**Metin**
+ + + + + + +
Erdoğan, partisinin
TBMM grup toplantısında yaptığı konuşmada, önemli bir sürecin başında olduklarını ifade ederek, ''bundan tam 5 yıl önce bugünlerde
Türkiye, büyük bir girdabın içindeydi. Türkiye'nin en sıkışık, en dar zamanlarında 'her gecenin bir sabahı, her kışın bir baharı var' diye yola çıktık ve Türkiye'ye başarılarla dolu tam 4.5 yıl kazandırdık'' diye konuştu.
Yüzlerinin ve alınlarının ak olduğunu belirten Erdoğan, şunları söyledi:
''Şimdi yeniden milletimize gidiyoruz.
Milletimizin vicdanına, aklına, iradesine gidiyoruz. Türkiye'nin çağdaş
medeniyet hedeflerinden bir tek geri adım atmadan, Cumhuriyetimizin, milletimizin, devletimizin, gücüne güç katarak yolumuza devam ediyoruz. En doğru karar verici olan aziz milletimize gidiyoruz.
Yolun başında milletin emanetine bağlı kalarak, bu yolda emin adımlarla ilerleyeceğimizi, milletimizin iradesinden bir an olsun sapmayacağımızı söylemiştik. Sözlerimizin ardında durduğumuzun şahidi, 70 milyonu aşkın vatandaşımızdır. Vaatlerimizin ardında durduğumuzun şahidi, 81 vilayetimizdeki
ekonomik canlamadır, kalkınmadır. Şahidimiz, yükselen adalettir, derinleşen kardeşliktir, bütün dünyada yükselen itibarımızdır, onurumuzdur. Ne mutlu bize ki bu itibarla, özgüvenle, sadakatle milletimize gidiyoruz.
+ + + + + + +
Nesne konumu etiketleme girdileri

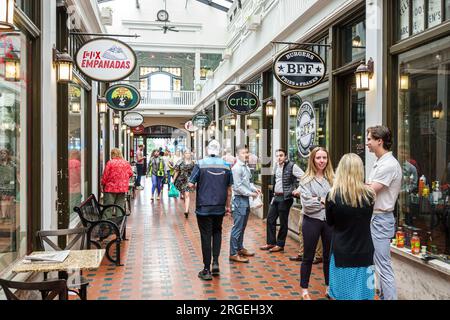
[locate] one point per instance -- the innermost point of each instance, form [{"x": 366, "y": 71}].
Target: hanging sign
[
  {"x": 122, "y": 97},
  {"x": 133, "y": 119},
  {"x": 138, "y": 130},
  {"x": 306, "y": 128},
  {"x": 201, "y": 120},
  {"x": 243, "y": 102},
  {"x": 189, "y": 126},
  {"x": 299, "y": 69},
  {"x": 105, "y": 59}
]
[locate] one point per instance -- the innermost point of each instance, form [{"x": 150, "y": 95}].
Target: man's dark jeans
[
  {"x": 210, "y": 227},
  {"x": 278, "y": 208}
]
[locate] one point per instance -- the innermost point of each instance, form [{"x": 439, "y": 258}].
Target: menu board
[
  {"x": 434, "y": 13},
  {"x": 418, "y": 16}
]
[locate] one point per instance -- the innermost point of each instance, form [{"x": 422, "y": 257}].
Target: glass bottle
[{"x": 400, "y": 237}]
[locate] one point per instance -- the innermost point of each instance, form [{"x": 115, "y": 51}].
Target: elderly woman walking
[{"x": 115, "y": 180}]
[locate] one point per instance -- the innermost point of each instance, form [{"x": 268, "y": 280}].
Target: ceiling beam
[{"x": 214, "y": 5}]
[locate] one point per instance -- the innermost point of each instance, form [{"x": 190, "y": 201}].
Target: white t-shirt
[{"x": 388, "y": 172}]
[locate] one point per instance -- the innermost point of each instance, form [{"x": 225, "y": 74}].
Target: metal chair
[
  {"x": 52, "y": 288},
  {"x": 79, "y": 235}
]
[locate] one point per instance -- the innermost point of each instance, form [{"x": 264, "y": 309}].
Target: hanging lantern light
[
  {"x": 102, "y": 105},
  {"x": 363, "y": 75},
  {"x": 12, "y": 65},
  {"x": 270, "y": 108},
  {"x": 75, "y": 107},
  {"x": 437, "y": 111},
  {"x": 64, "y": 65},
  {"x": 6, "y": 15}
]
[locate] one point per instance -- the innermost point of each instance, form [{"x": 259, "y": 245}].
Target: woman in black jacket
[{"x": 349, "y": 208}]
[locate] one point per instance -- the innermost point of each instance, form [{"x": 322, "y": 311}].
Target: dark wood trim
[
  {"x": 33, "y": 174},
  {"x": 422, "y": 38}
]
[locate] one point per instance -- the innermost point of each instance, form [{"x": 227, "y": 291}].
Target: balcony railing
[{"x": 168, "y": 98}]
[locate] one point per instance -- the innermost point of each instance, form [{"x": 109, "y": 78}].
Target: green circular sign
[
  {"x": 123, "y": 97},
  {"x": 201, "y": 120}
]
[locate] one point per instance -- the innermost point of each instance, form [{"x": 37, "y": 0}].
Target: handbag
[
  {"x": 256, "y": 203},
  {"x": 173, "y": 192}
]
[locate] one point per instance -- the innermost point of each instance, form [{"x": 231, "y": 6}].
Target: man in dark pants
+ + + + + + +
**Görev 1**
Metinde "Milletimizin vicdanına, aklına, iradesine" sözlerinden başlayıp "sadakatle milletimize gidiyoruz." sözlerine kadar uzanan bölümün tamamını, "kardeşliktir" yerine "dayanışmadır" koyarak yeniden yazınız.
**Görev 2**
"sign" kelimesinin geçtiği bütün satırları bulunuz ve her birini olduğu gibi kopyalayınız.

**Tam Çıktı 1**
Milletimizin vicdanına, aklına, iradesine gidiyoruz. Türkiye'nin çağdaş
medeniyet hedeflerinden bir tek geri adım atmadan, Cumhuriyetimizin, milletimizin, devletimizin, gücüne güç katarak yolumuza devam ediyoruz. En doğru karar verici olan aziz milletimize gidiyoruz.
Yolun başında milletin emanetine bağlı kalarak, bu yolda emin adımlarla ilerleyeceğimizi, milletimizin iradesinden bir an olsun sapmayacağımızı söylemiştik. Sözlerimizin ardında durduğumuzun şahidi, 70 milyonu aşkın vatandaşımızdır. Vaatlerimizin ardında durduğumuzun şahidi, 81 vilayetimizdeki
ekonomik canlamadır, kalkınmadır. Şahidimiz, yükselen adalettir, derinleşen dayanışmadır, bütün dünyada yükselen itibarımızdır, onurumuzdur. Ne mutlu bize ki bu itibarla, özgüvenle, sadakatle milletimize gidiyoruz.

**Tam Çıktı 2**
Target: hanging sign
Target: green circular sign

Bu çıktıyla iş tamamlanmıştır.